Task statement:
Scale the records from the line containing "Segment every instance of the **mcdonald's" through the line containing "122), (232, 129)]", both included, and output only those lines, requests and all, with every coordinate in the answers multiplied by 0.75 and rounded to a whole number, halves rounded up. Keep the numbers in the requests and in their format samples as they are.
* begin *
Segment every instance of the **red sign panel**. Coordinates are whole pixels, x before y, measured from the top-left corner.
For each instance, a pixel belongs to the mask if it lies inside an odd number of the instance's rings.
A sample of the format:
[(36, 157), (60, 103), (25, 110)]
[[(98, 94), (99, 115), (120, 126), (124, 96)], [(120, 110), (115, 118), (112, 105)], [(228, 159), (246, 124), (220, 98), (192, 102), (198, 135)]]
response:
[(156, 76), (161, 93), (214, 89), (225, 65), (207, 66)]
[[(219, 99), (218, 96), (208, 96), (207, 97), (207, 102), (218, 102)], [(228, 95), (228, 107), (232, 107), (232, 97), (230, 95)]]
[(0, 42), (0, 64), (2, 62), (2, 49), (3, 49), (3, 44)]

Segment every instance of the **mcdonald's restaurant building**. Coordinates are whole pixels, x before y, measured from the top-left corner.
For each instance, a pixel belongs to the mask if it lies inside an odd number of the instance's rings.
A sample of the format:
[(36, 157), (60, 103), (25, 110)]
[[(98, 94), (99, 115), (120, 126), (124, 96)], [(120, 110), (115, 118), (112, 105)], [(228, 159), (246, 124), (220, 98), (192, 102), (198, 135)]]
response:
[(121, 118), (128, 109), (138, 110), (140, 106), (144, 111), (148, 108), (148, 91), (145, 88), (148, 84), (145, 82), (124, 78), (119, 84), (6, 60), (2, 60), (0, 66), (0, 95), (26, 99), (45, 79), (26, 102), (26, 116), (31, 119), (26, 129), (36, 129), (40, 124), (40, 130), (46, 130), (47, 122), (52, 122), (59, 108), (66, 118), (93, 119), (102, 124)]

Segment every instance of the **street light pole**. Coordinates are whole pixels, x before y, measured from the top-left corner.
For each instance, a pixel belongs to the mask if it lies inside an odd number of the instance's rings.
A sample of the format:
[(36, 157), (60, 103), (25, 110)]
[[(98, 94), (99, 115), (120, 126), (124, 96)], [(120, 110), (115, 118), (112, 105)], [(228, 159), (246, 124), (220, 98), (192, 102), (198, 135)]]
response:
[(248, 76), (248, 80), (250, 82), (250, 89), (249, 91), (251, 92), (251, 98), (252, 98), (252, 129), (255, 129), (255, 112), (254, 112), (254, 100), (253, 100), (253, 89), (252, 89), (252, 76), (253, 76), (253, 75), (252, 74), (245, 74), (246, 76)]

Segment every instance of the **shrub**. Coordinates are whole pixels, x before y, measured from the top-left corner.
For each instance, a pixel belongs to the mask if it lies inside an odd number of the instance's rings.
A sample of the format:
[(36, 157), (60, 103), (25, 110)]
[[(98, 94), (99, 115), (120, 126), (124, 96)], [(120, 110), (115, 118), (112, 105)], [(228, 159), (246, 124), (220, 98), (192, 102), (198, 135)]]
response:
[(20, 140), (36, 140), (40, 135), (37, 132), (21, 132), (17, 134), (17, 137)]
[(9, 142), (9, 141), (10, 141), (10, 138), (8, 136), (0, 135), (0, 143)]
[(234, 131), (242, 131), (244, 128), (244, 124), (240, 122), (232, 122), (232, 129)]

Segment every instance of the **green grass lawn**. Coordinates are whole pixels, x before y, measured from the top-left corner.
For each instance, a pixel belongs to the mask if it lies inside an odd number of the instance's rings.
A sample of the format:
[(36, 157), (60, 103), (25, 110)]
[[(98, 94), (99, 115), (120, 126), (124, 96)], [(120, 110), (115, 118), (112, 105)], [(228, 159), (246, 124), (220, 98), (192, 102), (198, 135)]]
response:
* end *
Answer below:
Segment every instance of the **mcdonald's restaurant building**. Coordinates are whole pixels, x before y, measured from the top-left corner.
For each instance, a pixel belongs to the mask if it lies inside an odd number of the instance's rings.
A sample of the format:
[(36, 157), (60, 103), (25, 110)]
[[(98, 94), (99, 115), (120, 126), (124, 96)], [(120, 110), (115, 118), (112, 105)], [(228, 159), (246, 124), (220, 98), (192, 102), (198, 135)]]
response:
[(91, 89), (96, 82), (104, 83), (105, 80), (108, 83), (111, 81), (111, 68), (109, 66), (111, 63), (109, 62), (93, 59), (89, 63), (5, 45), (2, 45), (0, 50), (0, 71), (20, 74), (34, 59), (20, 77), (20, 87), (23, 89), (20, 97), (27, 97), (30, 93), (30, 98), (35, 98), (35, 92), (39, 92), (44, 81), (50, 89), (70, 89), (77, 93)]

Segment every instance of the **street light pole**. Coordinates are whole pixels, x before y, measured from the top-left corner.
For each instance, a pixel belongs to the mask if it lies inside an odd number of the instance's rings.
A sample of the format:
[(36, 157), (60, 103), (25, 110)]
[[(98, 94), (99, 115), (120, 126), (124, 96)], [(120, 110), (115, 118), (112, 105)], [(228, 159), (246, 124), (220, 98), (192, 102), (198, 135)]]
response:
[(186, 57), (186, 60), (188, 62), (188, 67), (187, 68), (188, 69), (188, 74), (189, 74), (189, 97), (191, 97), (191, 84), (191, 84), (191, 75), (190, 75), (190, 67), (189, 67), (189, 57), (190, 57), (190, 56), (189, 56), (184, 56), (185, 57)]

Segment every instance of the **shrub**. Coordinates are whole pixels, x before y, measured from the top-left corner.
For each instance, a pixel belongs to the mask if it lies inside an odd number of the instance's rings.
A sample of the format:
[(36, 157), (60, 103), (25, 110)]
[[(98, 94), (99, 115), (120, 126), (124, 96)], [(120, 110), (115, 118), (112, 105)], [(228, 159), (246, 124), (220, 98), (192, 102), (198, 135)]]
response:
[(15, 105), (27, 105), (30, 101), (28, 99), (16, 99), (13, 101), (13, 103)]
[(7, 107), (7, 106), (8, 106), (8, 104), (6, 102), (0, 101), (0, 107)]
[(176, 98), (182, 98), (183, 96), (183, 93), (180, 92), (174, 92), (174, 97)]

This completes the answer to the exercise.